Instruções:
1 > Segundo o trecho, qual foi o valor da compensação que Támez recebeu em 2009 e para que ela o doou?
2 > Diga se cada afirmação concorda com o trecho e cite as palavras dele que decidem a resposta: (a) A "Casa Padre" aloja cerca de 1.400 crianças. (b) Metade da fronteira já está cercada. (c) O projeto de reforma migratória com o muro foi aprovado no Congresso.

Trecho:

..........

Em 2009, depois de perder um processo do governo federal, Támez se viu "coagida" a receber uma compensação de 56.000 dólares, que doou a bolsas de enfermaria no nome de seus pais. Outros fazendeiros, cujos terrenos ficaram em sua totalidade ao sul do muro, também receberam códigos de acesso a suas propriedades. Mas a maioria dos casos foi resolvida com apropriações do governo federal por valores que foram em média 12.600 dólares, segundo uma investigação da rádio pública NPR, após analisar 320 "casos de cercas" iniciados entre 2008 e 2016 na zona do Vale do Rio Grande, alguns dos quais seguem em litígio.

 

Situações como esta podem se multiplicar se Trump tiver êxito em seu projeto de construir muros em toda a fronteira, um terço da qual já está cercada graças a uma lei de 2006 do então presidente George W. Bush.

 

Dois terços dos imigrantes detidos ao cruzar a fronteira (de um total de 303.916 no ano passado em todo o país) são capturados no Texas, segundo cifras da patrulha fronteiriça. Por isso a separação familiar de imigrantes que atraiu a atenção nacional e internacional nos últimos dois meses teve seu epicentro neste estado, particularmente na região do Vale do Rio Grande, onde Támez vive. Lá se situam o maior centro de detenção de imigrantes sem documentos e solicitantes de asilo (apelidado "Ursula", com mais de mil detidos) e o abrigo para menores "Casa Padre", uma ex-farmácia Walmart que aloja cerca de 1.400 crianças. Desde maio, mais de 2.300 crianças foram separadas de seus pais ou tutores quando estes foram detidos ao cruzar a fronteira, ilegalmente ou pedindo asilo, seguindo a política de "tolerância zero" do presidente Donald Trump.

 

Embora Trump tenha ordenado em 20 de junho pôr fim à separação de famílias, mais de 2.000 crianças continuam sozinhas em "centros de processamento" e abrigos. Para Támez, "a atual crise migratória é resultado da incapacidade do Congresso de fazer cumprir as leis durante décadas". Um projeto de reforma migratória que incluía a proposta do presidente de construir um muro nos 3.218 km de fronteira, e que custaria 25 bilhões de dólares, voltou a fracassar na quarta-feira passada no Congresso. "A perda de nossas terras para construir um muro é um remendo à crise migratória, e não a solução", disse Támez.

 

"O Congresso não foi capaz de governar como deveria. Em vez disso, fazem politicagem". "Não é a primeira vez que violam nossos direitos ao nos tirarem nossas terras", continuou a ativista nativa, citando uma apropriação ocorrida em 1936.

..........

Dados fornecidos:
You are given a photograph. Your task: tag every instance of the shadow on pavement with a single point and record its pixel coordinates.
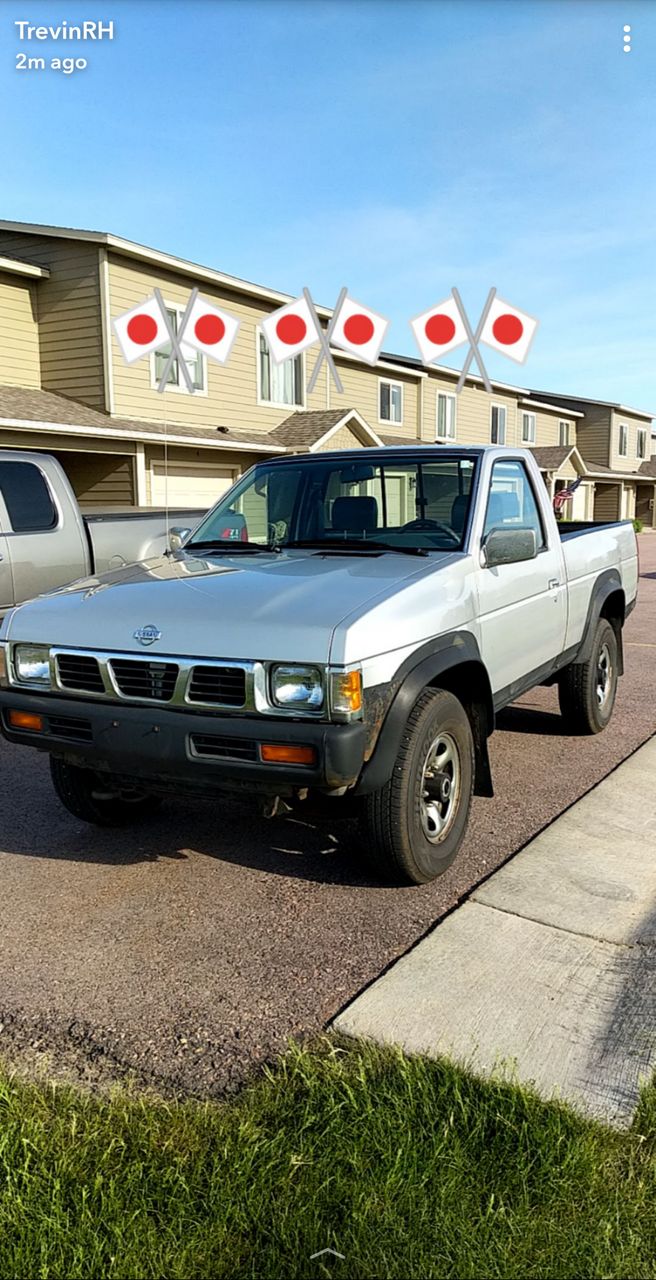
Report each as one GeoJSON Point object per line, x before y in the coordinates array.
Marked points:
{"type": "Point", "coordinates": [624, 1054]}
{"type": "Point", "coordinates": [528, 720]}
{"type": "Point", "coordinates": [310, 848]}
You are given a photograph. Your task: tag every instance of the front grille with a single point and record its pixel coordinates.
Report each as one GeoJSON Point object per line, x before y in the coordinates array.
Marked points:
{"type": "Point", "coordinates": [71, 728]}
{"type": "Point", "coordinates": [144, 679]}
{"type": "Point", "coordinates": [224, 686]}
{"type": "Point", "coordinates": [223, 748]}
{"type": "Point", "coordinates": [80, 672]}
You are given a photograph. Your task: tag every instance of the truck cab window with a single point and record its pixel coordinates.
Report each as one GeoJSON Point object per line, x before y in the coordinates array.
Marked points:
{"type": "Point", "coordinates": [511, 503]}
{"type": "Point", "coordinates": [27, 498]}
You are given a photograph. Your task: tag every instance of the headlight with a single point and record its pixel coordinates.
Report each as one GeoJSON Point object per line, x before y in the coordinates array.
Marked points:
{"type": "Point", "coordinates": [346, 694]}
{"type": "Point", "coordinates": [299, 688]}
{"type": "Point", "coordinates": [32, 663]}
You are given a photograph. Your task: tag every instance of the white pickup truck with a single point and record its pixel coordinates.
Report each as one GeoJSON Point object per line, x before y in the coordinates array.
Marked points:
{"type": "Point", "coordinates": [46, 542]}
{"type": "Point", "coordinates": [342, 622]}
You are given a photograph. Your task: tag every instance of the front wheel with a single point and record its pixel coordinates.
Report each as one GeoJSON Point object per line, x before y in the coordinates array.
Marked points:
{"type": "Point", "coordinates": [99, 799]}
{"type": "Point", "coordinates": [587, 689]}
{"type": "Point", "coordinates": [417, 821]}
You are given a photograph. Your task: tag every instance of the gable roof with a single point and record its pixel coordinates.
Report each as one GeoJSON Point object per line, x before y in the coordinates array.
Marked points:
{"type": "Point", "coordinates": [48, 411]}
{"type": "Point", "coordinates": [578, 402]}
{"type": "Point", "coordinates": [308, 429]}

..........

Respostas completas:
1 > Ela recebeu 56.000 dólares e os doou a bolsas de enfermaria no nome de seus pais.

2 >
(a) Sim: "uma ex-farmácia Walmart que aloja cerca de 1.400 crianças".
(b) Não: "um terço da qual já está cercada graças a uma lei de 2006".
(c) Não: "voltou a fracassar na quarta-feira passada no Congresso".